#### Aufgabe:
Entnimm dem Auszug über die Auslagerungsdatei eine Stelle wortgetreu: Beginne bei den Worten „Dort steht unten“ und hör nach „64-Bit zu installieren.“ auf.

#### Seitenauszug:
—————
Die empfohlene 24 GB zeigt mir das System an, unter Systemsteuerung -> System -> Einstellungen ändern -> Erweitert -> Bei Leistung (Visuelle Effekte) Einstellungen -> Erweitert -> Ändern.
Dort steht unten unter Gesamtgröße der Auslagerungsdatei für alle Laufwerke, Empfohlen: 24571 MB
Liegt vielleicht teilweise dran das ich insgesamt 5TB (2TB intern, 3TB extern) zur Verfügung habe und auch einiges an Leistung fordere, sowohl von spielen, als auch vom System.

Die 64-Bit ist auch noch nicht installiert, erst soll die Fehlermeldung von 32-Bit weg sein und über Firefox richtig anzeigen, dass alles richtig läuft, danach hatte ich vor die 64-Bit zu installieren.
—————
#### Bereitgestellte Datensätze:

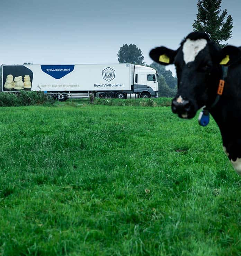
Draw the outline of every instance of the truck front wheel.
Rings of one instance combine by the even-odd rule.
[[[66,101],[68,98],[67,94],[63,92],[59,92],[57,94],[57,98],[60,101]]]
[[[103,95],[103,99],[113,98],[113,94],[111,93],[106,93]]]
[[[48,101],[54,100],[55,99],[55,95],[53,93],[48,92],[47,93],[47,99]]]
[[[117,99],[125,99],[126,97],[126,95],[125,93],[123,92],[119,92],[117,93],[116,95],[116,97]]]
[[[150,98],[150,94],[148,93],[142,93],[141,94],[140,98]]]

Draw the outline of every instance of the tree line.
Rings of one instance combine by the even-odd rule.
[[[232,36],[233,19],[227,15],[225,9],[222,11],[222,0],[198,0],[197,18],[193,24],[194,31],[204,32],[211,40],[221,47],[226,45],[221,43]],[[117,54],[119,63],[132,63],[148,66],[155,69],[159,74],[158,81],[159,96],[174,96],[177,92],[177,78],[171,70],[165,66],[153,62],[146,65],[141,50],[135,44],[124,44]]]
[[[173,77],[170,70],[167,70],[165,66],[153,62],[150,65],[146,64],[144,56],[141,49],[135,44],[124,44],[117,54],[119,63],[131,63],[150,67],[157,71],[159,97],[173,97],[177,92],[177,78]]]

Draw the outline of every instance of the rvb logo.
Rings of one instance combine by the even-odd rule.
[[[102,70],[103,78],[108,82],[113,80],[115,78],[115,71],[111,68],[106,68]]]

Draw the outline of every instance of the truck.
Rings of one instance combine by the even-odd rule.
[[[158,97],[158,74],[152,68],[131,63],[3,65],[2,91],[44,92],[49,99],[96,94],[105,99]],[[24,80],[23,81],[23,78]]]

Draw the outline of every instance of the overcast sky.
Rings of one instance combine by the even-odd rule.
—————
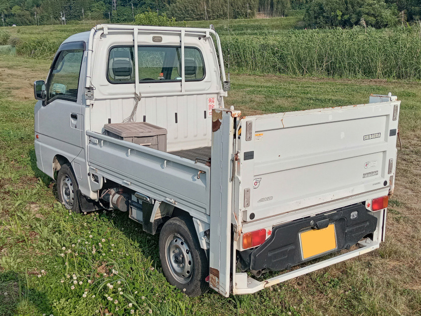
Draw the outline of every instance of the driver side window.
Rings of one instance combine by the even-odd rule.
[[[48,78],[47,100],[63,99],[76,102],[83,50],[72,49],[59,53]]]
—————
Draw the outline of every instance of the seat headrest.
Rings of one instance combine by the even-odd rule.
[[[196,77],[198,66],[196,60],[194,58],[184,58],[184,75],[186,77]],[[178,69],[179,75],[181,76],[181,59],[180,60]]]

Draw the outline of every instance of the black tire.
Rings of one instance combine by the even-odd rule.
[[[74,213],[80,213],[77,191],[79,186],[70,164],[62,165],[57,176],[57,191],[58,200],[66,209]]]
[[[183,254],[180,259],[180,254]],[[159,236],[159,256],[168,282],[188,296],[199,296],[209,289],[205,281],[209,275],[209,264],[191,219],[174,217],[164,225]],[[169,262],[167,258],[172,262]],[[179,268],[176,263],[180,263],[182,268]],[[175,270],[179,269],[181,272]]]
—————
#### Ergebnis:
Dort steht unten unter Gesamtgröße der Auslagerungsdatei für alle Laufwerke, Empfohlen: 24571 MB
Liegt vielleicht teilweise dran das ich insgesamt 5TB (2TB intern, 3TB extern) zur Verfügung habe und auch einiges an Leistung fordere, sowohl von spielen, als auch vom System.

Die 64-Bit ist auch noch nicht installiert, erst soll die Fehlermeldung von 32-Bit weg sein und über Firefox richtig anzeigen, dass alles richtig läuft, danach hatte ich vor die 64-Bit zu installieren.